● Entries supplied:
-- BEGIN --
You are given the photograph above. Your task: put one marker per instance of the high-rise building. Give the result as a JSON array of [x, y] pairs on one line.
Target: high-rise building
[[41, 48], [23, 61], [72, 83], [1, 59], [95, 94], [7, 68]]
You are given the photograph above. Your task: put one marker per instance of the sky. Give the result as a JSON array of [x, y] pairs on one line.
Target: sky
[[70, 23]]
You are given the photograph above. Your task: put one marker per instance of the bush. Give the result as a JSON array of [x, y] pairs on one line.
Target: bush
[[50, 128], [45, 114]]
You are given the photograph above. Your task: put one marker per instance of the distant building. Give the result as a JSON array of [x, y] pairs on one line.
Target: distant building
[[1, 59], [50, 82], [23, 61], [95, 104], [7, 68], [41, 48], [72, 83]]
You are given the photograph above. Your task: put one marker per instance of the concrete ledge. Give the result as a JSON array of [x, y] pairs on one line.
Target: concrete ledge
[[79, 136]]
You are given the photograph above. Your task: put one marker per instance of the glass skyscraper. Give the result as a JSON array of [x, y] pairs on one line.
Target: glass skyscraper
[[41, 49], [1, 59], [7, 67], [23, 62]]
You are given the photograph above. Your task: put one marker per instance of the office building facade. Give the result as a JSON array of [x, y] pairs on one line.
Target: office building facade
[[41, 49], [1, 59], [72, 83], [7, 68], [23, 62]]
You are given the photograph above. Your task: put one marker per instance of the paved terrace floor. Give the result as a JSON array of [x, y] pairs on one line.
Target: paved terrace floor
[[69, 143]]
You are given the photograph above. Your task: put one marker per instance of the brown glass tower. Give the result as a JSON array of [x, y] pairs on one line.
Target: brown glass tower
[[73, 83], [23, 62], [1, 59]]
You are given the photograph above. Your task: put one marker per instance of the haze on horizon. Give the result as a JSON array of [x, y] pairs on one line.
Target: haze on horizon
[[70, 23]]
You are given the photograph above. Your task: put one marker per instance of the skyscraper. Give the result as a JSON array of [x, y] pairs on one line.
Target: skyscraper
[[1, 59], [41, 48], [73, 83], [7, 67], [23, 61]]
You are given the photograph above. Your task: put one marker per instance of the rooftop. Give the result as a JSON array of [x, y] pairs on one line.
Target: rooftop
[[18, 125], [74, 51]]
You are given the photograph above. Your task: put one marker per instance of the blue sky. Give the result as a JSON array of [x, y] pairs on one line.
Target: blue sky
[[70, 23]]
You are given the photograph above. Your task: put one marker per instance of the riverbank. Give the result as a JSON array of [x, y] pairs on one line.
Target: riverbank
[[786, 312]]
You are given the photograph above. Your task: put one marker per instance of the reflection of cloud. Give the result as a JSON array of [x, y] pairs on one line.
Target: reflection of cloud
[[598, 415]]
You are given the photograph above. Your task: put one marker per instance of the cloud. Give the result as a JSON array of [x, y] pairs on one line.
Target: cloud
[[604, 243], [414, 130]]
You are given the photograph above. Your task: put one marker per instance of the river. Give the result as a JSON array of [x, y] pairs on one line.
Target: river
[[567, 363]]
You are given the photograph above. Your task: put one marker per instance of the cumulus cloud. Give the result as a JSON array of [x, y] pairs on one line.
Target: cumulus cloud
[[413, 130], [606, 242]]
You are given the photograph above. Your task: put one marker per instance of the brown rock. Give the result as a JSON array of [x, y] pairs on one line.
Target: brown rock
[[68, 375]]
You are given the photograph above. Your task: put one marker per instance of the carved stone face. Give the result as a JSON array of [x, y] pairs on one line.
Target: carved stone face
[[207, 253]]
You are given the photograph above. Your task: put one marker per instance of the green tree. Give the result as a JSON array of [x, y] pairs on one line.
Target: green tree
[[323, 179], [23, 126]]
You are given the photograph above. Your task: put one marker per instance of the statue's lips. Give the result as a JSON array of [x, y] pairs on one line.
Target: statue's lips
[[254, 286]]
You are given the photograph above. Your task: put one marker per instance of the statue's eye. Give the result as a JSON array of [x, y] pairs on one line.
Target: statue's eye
-- END --
Reproduce everything in the listing from the line containing "of the carved" down to the line containing "[[207, 253]]", swapping "stone" for "granite" and leaving the rest unchanged.

You are given the photograph above. Your task: put one marker per instance of the carved granite face. Give the result as a JSON array of [x, y] pairs on one line.
Target: carved granite face
[[207, 253]]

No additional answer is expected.